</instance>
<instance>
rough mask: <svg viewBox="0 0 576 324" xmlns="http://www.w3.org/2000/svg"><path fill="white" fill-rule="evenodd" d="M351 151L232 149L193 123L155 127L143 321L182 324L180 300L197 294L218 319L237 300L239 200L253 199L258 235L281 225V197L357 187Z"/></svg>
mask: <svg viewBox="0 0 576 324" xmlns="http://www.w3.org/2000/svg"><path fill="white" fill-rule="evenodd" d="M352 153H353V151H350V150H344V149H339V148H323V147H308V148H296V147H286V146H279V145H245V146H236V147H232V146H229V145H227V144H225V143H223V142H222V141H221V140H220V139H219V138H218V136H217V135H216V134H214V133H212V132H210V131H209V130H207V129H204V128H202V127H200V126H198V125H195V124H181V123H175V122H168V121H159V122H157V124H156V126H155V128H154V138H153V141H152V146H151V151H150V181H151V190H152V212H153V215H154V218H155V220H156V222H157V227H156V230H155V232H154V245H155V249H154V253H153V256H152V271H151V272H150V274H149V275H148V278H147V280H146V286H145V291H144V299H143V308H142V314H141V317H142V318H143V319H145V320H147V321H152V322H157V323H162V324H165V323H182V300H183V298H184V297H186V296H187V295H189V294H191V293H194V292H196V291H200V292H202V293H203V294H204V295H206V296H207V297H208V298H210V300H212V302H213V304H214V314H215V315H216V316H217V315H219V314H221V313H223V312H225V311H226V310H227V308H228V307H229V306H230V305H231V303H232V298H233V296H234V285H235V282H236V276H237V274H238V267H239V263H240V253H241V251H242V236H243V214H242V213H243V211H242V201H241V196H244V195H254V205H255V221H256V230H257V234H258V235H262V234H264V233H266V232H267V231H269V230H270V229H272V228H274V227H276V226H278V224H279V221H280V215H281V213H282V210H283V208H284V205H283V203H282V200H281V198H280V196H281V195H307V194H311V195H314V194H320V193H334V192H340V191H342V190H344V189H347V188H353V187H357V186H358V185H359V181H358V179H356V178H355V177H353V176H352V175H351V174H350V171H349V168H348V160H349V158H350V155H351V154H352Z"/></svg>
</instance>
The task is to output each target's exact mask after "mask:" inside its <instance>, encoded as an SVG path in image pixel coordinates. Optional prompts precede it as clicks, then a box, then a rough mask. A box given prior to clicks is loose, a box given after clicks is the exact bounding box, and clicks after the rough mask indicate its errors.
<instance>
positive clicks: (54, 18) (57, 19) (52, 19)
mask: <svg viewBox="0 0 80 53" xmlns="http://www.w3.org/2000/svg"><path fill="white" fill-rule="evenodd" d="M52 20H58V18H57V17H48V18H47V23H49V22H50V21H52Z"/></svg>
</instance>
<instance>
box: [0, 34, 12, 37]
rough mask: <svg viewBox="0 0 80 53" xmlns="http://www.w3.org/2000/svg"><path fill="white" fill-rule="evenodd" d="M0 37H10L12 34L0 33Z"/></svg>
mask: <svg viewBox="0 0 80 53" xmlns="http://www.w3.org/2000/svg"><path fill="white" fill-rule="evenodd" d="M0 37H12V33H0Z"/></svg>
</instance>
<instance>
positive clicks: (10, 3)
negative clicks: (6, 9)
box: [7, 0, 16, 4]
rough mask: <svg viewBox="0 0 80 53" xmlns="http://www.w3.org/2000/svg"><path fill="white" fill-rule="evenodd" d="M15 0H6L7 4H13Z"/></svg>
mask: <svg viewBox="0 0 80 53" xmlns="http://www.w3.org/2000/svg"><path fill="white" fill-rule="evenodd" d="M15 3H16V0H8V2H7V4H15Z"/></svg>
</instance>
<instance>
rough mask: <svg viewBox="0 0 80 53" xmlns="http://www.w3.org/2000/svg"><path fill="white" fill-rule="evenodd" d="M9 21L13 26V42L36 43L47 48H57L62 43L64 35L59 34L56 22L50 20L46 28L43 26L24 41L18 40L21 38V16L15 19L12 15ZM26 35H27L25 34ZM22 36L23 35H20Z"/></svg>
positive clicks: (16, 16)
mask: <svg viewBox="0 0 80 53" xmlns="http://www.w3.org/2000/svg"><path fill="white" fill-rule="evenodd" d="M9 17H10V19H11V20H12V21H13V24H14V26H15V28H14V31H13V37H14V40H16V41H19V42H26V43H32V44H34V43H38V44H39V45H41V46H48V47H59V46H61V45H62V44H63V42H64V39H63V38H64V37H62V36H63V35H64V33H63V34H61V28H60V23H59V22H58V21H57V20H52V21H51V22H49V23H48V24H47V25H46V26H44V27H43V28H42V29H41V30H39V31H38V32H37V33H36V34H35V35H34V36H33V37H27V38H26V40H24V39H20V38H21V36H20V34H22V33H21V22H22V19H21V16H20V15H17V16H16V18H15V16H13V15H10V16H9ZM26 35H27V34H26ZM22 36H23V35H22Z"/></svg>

Tarefa —
Edite tudo desde o início dos registros até a linha que contém "151L232 149L193 123L155", com essa linha incluída, trocando "rough mask" por "draft mask". Devolva só esse trecho, sem nenhuma outra mudança.

Resposta abaixo —
</instance>
<instance>
draft mask: <svg viewBox="0 0 576 324" xmlns="http://www.w3.org/2000/svg"><path fill="white" fill-rule="evenodd" d="M351 151L232 149L193 123L155 127L143 321L182 324L180 300L197 294L218 319L237 300L239 200L253 199L258 235L281 225V197L357 187Z"/></svg>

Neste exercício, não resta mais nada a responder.